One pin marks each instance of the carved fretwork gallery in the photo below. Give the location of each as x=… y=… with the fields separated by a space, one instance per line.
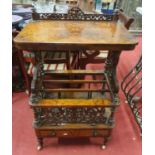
x=75 y=102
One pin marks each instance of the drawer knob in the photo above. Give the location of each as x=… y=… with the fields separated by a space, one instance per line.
x=95 y=133
x=52 y=133
x=65 y=134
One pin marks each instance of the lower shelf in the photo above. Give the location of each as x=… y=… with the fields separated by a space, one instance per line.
x=74 y=130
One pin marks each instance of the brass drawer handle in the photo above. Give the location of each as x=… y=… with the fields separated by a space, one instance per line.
x=65 y=133
x=52 y=133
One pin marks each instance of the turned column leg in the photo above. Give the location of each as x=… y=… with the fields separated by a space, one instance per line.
x=111 y=65
x=40 y=143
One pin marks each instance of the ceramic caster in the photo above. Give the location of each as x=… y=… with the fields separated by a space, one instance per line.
x=27 y=92
x=103 y=147
x=39 y=147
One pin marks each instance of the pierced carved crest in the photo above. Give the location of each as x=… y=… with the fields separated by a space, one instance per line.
x=74 y=13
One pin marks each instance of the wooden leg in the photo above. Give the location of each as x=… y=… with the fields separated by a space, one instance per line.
x=40 y=143
x=105 y=140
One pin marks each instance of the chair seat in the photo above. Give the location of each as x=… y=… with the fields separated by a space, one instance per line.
x=47 y=67
x=103 y=54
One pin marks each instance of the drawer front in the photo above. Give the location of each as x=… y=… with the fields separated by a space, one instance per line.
x=73 y=133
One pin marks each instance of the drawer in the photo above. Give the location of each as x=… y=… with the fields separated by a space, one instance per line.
x=73 y=133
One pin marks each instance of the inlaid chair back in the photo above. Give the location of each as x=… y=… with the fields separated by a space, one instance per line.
x=99 y=57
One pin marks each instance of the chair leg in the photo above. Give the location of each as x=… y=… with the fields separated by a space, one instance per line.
x=26 y=78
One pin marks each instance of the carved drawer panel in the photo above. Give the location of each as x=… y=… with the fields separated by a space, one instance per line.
x=73 y=133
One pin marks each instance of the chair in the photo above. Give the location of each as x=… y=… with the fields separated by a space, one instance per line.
x=99 y=57
x=58 y=60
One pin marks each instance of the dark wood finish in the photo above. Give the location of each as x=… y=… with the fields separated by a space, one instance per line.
x=71 y=35
x=76 y=14
x=68 y=115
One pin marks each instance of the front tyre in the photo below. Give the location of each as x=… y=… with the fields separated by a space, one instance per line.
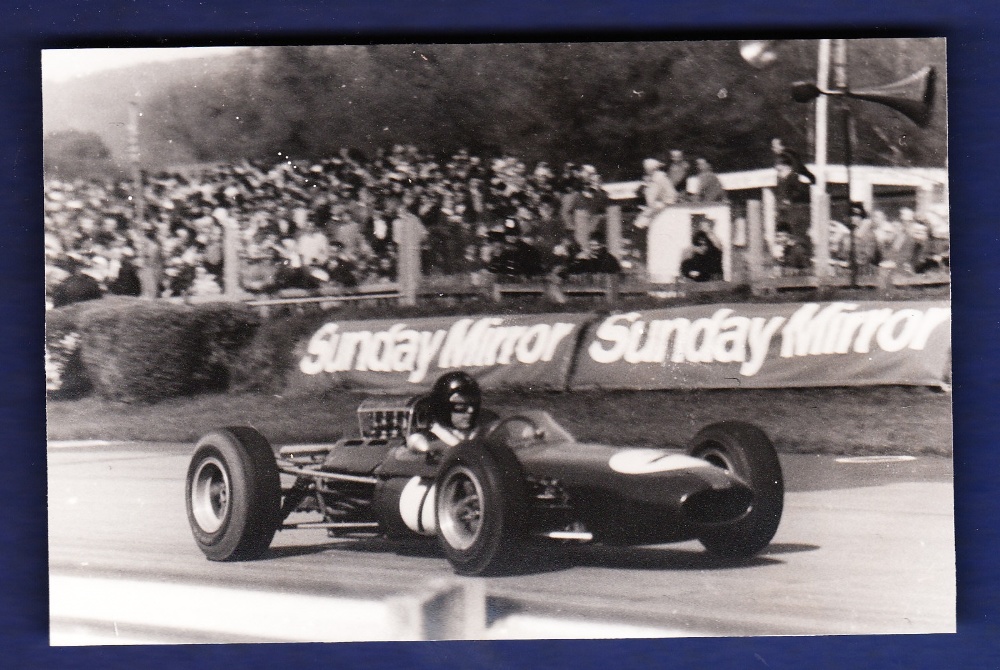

YOUR OBJECTIVE:
Give the data above as a numbered list, from the line with "One pin marks each instance of the dark" through the end of the data, skipping blank lines and leaving out the pictures.

TASK ANSWER:
1. One pin marks each instance of the dark wood finish in the photo above. Give the location of each as x=… y=… with the fields separated by a space, one instance per line.
2. x=71 y=35
3. x=76 y=14
4. x=68 y=115
5. One pin marks each instance of the front tyre in the photo below. Give the location of each as x=… y=… with the fields separated by a space, one instance per line.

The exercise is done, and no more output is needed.